_Work task_
In the records below, find the line that contains "Could you kindly point to the ceiling fan light" and repeat it, along with each line after it, exactly as written.

_Material provided_
|---|

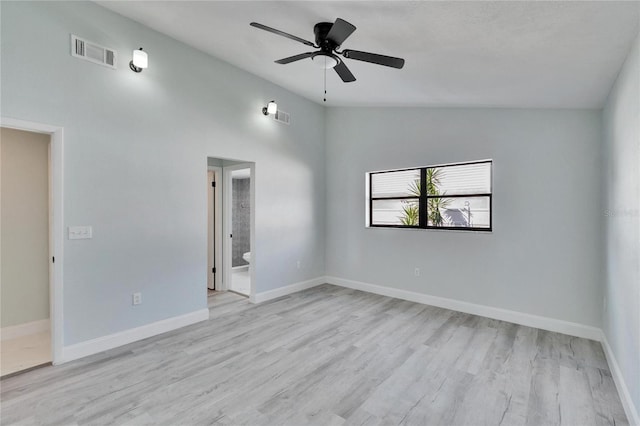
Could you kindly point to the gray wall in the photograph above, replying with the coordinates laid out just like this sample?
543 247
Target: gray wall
24 237
544 254
622 221
136 148
241 222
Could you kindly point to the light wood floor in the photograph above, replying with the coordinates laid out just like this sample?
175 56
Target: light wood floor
328 356
24 352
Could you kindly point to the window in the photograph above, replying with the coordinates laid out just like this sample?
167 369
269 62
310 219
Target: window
454 196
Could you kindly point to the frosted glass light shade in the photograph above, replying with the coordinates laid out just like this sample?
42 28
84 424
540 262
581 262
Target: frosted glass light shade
140 59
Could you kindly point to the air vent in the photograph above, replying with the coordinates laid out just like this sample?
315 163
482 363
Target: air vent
93 52
282 117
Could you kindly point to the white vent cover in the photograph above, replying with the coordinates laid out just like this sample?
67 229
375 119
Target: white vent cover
93 52
282 117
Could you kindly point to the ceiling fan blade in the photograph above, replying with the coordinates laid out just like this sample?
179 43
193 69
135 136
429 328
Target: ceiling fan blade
282 33
294 58
339 31
344 72
374 58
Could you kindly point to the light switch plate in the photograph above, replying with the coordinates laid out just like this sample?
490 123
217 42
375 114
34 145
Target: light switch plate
80 232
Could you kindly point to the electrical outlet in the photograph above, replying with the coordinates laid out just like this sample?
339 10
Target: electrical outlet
137 298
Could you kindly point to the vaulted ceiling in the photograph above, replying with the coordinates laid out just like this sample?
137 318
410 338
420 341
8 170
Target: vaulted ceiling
504 54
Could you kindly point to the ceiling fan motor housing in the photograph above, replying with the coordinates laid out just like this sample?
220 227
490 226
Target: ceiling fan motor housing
321 29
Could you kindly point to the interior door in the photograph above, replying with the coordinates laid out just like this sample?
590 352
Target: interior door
211 239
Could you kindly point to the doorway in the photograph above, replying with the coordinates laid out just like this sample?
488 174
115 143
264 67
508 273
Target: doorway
25 250
55 225
240 236
230 226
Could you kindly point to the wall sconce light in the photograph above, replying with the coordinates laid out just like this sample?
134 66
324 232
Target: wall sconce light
271 108
140 60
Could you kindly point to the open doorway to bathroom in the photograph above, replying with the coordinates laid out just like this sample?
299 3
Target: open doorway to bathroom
25 331
240 231
230 199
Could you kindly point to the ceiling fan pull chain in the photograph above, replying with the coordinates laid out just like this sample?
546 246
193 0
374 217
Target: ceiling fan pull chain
325 79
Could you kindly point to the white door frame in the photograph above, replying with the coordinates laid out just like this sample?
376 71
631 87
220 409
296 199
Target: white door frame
227 194
217 220
56 225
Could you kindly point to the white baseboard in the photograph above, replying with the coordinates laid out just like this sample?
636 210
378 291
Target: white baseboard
627 403
33 327
94 346
283 291
529 320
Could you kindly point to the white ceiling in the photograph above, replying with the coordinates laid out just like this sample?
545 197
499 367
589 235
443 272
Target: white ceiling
507 54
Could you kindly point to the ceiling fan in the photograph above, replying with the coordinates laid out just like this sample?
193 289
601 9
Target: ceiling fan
329 37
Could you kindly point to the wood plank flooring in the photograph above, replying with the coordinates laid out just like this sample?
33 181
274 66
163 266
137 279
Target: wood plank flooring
328 356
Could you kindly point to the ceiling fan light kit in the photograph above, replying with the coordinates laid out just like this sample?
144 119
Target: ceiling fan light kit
328 38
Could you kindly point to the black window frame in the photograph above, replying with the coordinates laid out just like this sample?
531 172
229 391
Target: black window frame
423 222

|---|

_Exercise answer_
Could you kindly point to the ceiling fan light kit in the photograph above, replying with the coordinates laid out just like this sample?
144 119
Target: ceiling fan light kit
328 38
Could you kindly point to the black window frame in the photograph above, replying with the coordinates laid out just like this sample?
531 172
229 391
Target: black window frame
423 222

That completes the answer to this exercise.